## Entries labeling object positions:
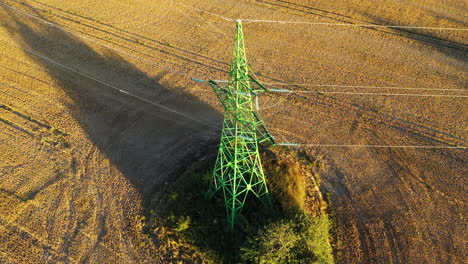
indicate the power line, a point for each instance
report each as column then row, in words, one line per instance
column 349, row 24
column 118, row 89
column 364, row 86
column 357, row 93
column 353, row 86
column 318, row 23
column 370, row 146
--
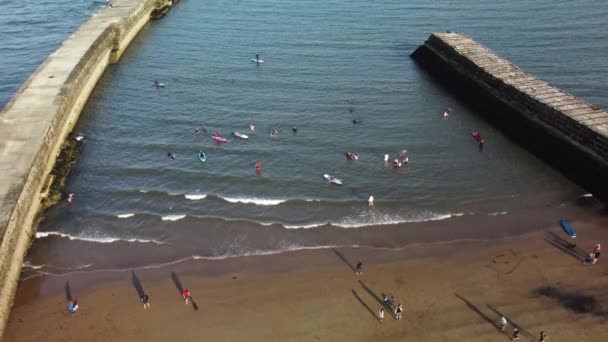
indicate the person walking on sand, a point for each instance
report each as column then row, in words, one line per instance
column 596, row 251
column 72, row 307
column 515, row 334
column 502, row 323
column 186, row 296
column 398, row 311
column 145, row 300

## PROBLEM DESCRIPTION:
Write out the lines of the records word for word, starting at the line that contains "indicate the power" and ending at the line that contains "column 370, row 146", with both of those lines included.

## TASK SOLUTION:
indicate the power line, a point for each instance
report each as column then row, in words, one line per instance
column 349, row 24
column 118, row 89
column 364, row 86
column 357, row 93
column 353, row 86
column 318, row 23
column 370, row 146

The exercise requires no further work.